* **Prompt**:
The answer must reproduce the listing exactly, with every picture left out.

[[ Supplied records, beginning ]]

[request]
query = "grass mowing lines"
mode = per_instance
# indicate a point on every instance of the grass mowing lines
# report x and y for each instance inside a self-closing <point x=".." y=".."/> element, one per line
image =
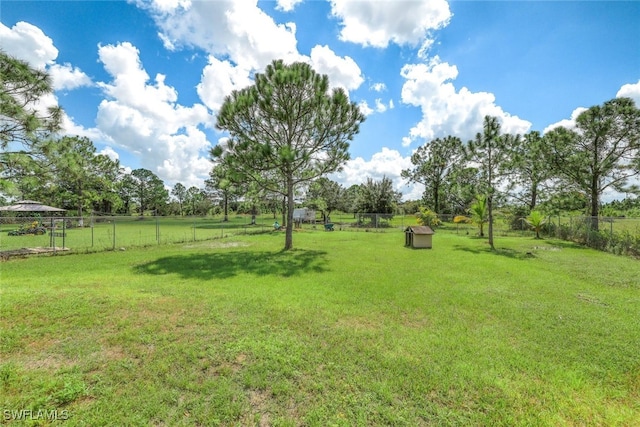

[[ Supplied records, end ]]

* **Exercise result**:
[request]
query = "grass mowing lines"
mode = per_instance
# indicate a point on every instance of the grass mowing lines
# report x and y for each instance inside a self-closing <point x=".." y=".."/> element, one per line
image =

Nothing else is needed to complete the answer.